Those cries turned into roars when Toni made the announcement last week that Baen had entered into an agreement to start selling its e-books through the Kindle store. I’ll be the first to admit that the initial announcement wasn’t worded as well as it could have been. There were some points of confusion, especially about the monthly bundles. But Toni responded quickly, doing her best to answer the questions. And still the uproar continues. Why? Because Baen is dealing with “the Evil Amazon” and because prices are going up.

I thought long and hard about whether to address what folks have been saying about this latest development. After all, as I said earlier, I haven’t been privy to the negotiations. Nor do I particularly want to pick a fight with fellow barflies. However, some of the attacks on this move have been so asinine that I decided something had to be said. So, let’s start with the “sin” of working with Amazon.

Toni has an obligation to the people with a financial stake in Baen to make the most money possible for the company. That means making sure Baen books are available in as many outlets as possible. No one argues with the fact that Baen’s hard copy books are in the Amazon store. In fact, if you log onto Baen’s Bar and read through the various threads, you’ll see that some of those complaining about selling e-books through Amazon are more than happy to buy the hard copy versions of the books there because they can buy them at lower than cover cost. But Amazon is evil.

The truth of the matter is, Baen needs to be in the Kindle store — just as it needs to be in the Nook store and iTunes, etc — to expand its digital footprint. Most potential customers looking for a book in one of these venues will simply look for another book and not leave the app they are using to go to the Baen e-bookstore. It’s foolish in this day and age not to have your e-books available in the same outlets where your hard copy books are being sold.

**Available data**
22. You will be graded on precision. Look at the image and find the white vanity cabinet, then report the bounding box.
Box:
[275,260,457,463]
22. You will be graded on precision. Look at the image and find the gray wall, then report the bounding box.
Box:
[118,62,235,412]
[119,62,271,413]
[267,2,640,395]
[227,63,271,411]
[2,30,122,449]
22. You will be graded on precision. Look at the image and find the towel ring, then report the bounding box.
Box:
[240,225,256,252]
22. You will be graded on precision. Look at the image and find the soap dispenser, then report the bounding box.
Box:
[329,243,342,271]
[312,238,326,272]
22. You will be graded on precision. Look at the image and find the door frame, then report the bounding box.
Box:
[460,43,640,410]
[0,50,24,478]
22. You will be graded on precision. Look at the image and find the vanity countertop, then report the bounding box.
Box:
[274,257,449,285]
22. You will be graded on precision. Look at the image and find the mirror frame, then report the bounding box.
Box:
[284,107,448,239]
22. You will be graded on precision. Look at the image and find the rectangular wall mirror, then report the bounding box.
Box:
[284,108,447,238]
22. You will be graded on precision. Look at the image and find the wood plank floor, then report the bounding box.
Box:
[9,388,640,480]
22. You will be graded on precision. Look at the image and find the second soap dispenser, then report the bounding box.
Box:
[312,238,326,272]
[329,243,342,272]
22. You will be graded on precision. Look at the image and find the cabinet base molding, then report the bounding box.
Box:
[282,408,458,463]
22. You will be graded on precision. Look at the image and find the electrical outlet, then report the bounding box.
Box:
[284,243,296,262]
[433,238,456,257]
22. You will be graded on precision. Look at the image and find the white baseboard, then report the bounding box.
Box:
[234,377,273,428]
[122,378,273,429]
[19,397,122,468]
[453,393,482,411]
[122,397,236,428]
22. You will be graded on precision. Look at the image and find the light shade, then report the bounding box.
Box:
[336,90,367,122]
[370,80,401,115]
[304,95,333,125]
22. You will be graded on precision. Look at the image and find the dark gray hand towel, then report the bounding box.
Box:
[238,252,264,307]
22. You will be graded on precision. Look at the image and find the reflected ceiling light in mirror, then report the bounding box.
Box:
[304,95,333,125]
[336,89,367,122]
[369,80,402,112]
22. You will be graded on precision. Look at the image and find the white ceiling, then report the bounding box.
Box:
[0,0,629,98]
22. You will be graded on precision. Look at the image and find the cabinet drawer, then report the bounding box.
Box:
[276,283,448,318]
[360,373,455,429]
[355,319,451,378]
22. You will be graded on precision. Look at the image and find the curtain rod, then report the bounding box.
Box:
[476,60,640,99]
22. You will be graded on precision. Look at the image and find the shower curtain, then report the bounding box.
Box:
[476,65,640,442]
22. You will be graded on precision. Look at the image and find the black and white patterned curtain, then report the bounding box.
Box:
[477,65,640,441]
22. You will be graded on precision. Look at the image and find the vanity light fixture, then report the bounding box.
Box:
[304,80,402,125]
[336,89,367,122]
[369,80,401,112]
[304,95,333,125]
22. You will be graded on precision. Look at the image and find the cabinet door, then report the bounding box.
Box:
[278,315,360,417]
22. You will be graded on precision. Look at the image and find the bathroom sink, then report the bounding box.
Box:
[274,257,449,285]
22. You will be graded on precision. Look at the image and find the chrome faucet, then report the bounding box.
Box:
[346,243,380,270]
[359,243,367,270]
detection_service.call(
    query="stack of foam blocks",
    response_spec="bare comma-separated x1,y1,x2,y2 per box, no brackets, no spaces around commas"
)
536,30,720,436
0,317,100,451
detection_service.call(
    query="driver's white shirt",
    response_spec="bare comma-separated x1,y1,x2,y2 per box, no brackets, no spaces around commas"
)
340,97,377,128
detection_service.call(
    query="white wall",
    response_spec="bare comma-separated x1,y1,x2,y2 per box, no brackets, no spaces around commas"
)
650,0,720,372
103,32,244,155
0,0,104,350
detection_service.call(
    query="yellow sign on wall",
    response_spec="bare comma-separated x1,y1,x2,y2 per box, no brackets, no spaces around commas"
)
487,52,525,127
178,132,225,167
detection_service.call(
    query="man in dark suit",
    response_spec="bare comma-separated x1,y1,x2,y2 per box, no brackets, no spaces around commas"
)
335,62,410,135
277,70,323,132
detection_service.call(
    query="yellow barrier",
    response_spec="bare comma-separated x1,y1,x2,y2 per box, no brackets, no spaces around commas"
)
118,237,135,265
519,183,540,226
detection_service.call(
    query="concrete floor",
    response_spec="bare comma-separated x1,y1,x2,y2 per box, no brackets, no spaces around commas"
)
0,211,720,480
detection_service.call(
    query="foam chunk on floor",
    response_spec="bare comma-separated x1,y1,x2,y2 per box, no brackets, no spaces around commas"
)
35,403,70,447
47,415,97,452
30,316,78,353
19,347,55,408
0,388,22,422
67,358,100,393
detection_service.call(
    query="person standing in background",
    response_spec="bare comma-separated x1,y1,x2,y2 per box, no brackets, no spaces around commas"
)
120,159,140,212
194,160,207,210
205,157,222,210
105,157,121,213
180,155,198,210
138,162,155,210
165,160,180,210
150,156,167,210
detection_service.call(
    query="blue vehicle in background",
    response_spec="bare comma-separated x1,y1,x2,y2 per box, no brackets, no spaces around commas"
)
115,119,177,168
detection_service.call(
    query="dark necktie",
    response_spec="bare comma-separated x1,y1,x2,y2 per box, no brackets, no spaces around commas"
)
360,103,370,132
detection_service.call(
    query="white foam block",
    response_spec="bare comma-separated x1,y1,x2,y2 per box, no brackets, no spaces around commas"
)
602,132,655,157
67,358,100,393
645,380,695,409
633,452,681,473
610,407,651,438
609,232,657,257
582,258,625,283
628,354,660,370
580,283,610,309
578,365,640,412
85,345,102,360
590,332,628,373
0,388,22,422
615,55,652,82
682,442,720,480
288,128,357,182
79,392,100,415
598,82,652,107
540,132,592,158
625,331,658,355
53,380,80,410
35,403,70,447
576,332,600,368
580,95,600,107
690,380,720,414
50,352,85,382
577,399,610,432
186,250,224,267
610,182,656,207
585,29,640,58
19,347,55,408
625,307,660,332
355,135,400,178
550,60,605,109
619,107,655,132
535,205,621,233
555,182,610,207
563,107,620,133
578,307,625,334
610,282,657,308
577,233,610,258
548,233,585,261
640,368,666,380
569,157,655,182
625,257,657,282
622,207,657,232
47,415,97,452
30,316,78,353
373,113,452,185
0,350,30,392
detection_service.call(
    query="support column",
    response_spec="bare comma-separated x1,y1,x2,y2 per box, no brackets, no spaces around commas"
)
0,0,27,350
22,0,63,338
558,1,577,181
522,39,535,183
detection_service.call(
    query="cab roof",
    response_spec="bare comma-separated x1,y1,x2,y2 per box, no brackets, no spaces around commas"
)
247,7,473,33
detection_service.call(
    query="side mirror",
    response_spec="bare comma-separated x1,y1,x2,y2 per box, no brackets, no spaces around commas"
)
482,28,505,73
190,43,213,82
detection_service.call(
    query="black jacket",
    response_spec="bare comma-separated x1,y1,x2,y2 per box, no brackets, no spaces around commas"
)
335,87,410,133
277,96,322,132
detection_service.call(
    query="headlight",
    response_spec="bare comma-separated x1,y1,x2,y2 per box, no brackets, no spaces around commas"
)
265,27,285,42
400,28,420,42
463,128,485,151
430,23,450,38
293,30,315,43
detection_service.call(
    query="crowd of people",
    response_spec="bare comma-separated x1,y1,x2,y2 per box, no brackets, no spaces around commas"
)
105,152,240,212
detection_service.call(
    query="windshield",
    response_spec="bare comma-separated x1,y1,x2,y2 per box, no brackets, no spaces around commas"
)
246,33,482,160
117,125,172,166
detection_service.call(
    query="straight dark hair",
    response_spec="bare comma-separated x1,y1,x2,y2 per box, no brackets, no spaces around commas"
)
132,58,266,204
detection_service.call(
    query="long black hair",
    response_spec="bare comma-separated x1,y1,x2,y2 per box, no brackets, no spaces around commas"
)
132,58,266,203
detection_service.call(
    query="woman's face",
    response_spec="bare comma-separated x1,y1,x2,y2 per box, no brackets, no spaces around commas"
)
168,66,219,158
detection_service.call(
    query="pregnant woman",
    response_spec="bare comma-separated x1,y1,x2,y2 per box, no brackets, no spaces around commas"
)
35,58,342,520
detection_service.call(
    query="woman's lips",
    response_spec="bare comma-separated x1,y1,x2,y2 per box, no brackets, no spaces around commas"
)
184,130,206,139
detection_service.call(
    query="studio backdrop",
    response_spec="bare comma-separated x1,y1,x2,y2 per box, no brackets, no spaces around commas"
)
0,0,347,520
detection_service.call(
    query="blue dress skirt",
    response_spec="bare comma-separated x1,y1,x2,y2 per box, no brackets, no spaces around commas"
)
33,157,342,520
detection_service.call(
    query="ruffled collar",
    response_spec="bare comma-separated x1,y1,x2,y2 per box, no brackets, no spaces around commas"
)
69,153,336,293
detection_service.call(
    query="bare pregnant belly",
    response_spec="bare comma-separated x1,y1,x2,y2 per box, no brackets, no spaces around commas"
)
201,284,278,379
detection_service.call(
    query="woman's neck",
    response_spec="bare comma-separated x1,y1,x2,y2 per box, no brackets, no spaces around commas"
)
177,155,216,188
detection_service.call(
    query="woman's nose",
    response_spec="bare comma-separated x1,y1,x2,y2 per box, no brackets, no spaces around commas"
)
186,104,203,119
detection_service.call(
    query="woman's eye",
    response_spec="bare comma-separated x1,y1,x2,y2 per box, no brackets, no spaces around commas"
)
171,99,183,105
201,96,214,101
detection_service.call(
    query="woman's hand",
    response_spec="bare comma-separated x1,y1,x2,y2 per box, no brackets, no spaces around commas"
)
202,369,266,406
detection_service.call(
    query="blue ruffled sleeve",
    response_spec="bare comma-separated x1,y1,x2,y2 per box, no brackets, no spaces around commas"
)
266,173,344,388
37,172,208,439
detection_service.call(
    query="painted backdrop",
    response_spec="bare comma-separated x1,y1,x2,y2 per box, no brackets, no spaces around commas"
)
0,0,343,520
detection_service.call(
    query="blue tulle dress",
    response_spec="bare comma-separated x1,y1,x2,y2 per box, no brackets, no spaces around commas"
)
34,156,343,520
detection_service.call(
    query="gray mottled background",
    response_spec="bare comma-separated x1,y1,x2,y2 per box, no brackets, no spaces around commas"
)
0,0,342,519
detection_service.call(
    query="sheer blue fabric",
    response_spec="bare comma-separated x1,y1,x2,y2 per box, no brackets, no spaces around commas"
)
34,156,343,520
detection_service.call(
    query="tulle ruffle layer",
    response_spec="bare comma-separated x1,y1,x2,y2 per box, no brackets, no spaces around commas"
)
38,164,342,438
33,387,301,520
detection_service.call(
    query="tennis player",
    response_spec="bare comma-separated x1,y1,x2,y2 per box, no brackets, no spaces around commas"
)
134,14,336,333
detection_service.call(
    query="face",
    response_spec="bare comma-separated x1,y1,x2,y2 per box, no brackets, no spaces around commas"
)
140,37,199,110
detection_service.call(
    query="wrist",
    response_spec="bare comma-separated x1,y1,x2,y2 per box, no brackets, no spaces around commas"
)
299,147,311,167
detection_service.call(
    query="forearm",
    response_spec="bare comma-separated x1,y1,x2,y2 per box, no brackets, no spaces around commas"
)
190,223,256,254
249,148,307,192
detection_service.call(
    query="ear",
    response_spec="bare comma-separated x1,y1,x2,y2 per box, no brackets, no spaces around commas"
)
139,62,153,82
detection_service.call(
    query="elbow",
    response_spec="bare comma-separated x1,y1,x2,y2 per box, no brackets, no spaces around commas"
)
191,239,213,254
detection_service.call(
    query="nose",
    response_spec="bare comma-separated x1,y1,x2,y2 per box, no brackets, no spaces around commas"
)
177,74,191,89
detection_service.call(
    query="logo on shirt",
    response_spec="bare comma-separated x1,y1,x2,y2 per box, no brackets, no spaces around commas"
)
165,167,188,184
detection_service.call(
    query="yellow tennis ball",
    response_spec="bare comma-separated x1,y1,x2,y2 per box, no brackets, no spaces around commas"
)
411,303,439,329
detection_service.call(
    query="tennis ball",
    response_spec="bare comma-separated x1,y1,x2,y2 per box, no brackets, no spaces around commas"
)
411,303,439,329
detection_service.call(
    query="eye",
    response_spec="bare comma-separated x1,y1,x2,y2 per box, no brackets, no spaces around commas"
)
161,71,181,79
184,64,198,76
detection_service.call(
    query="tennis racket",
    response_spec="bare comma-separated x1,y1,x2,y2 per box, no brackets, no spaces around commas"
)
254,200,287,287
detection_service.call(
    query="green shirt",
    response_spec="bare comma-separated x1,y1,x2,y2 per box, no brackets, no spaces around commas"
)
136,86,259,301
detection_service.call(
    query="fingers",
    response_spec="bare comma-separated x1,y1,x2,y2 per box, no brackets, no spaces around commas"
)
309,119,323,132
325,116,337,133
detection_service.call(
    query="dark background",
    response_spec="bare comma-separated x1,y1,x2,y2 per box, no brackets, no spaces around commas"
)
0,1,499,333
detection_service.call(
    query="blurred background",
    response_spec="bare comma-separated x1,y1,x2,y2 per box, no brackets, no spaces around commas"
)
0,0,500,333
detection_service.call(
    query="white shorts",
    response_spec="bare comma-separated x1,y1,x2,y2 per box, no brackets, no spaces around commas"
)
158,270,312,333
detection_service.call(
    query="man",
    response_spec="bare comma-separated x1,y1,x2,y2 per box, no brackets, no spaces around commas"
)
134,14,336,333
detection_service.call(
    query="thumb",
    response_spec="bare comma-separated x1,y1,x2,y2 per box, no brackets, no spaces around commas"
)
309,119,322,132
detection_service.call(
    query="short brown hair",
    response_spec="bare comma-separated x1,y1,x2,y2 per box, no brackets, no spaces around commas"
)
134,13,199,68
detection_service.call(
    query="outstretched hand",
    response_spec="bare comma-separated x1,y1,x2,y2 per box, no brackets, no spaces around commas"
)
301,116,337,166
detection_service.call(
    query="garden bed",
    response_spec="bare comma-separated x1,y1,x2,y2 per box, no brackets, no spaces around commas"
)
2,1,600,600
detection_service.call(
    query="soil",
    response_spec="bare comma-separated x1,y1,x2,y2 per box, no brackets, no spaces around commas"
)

**The tasks**
A. Answer these questions about the text on Baen's e-books:
(i) What agreement did Toni announce Baen had entered into?
(ii) According to the text, what obligation does Toni have to the people with a financial stake in Baen?
(iii) Besides the Kindle store, which two outlets does the text name as places Baen needs to be?
B. Copy out the records from their first line through the line holding "[9,388,640,480]", inclusive.
The text and the records were taken from unrelated sources.

**Answer list**
A.
(i) An agreement to start selling its e-books through the Kindle store.
(ii) To make the most money possible for the company.
(iii) The Nook store and iTunes.

B.
22. You will be graded on precision. Look at the image and find the white vanity cabinet, then report the bounding box.
Box:
[275,260,457,463]
22. You will be graded on precision. Look at the image and find the gray wall, then report the bounding box.
Box:
[118,62,235,412]
[119,62,271,413]
[267,2,640,395]
[227,63,271,411]
[2,30,122,449]
22. You will be graded on precision. Look at the image and find the towel ring, then report the bounding box.
Box:
[240,225,256,252]
22. You will be graded on precision. Look at the image and find the soap dispenser, then report the bounding box.
Box:
[329,243,342,271]
[312,238,326,272]
22. You will be graded on precision. Look at the image and find the door frame, then report the bounding box.
Box:
[460,43,640,410]
[0,50,24,478]
22. You will be graded on precision. Look at the image and find the vanity countertop, then report the bounding box.
Box:
[274,257,449,285]
22. You will be graded on precision. Look at the image and find the mirror frame, then report the bounding box.
Box:
[284,107,448,239]
22. You will be graded on precision. Look at the image and find the rectangular wall mirror, then report the bounding box.
Box:
[284,108,447,238]
22. You will be graded on precision. Look at the image and find the wood plank floor, then report the bounding box.
Box:
[9,388,640,480]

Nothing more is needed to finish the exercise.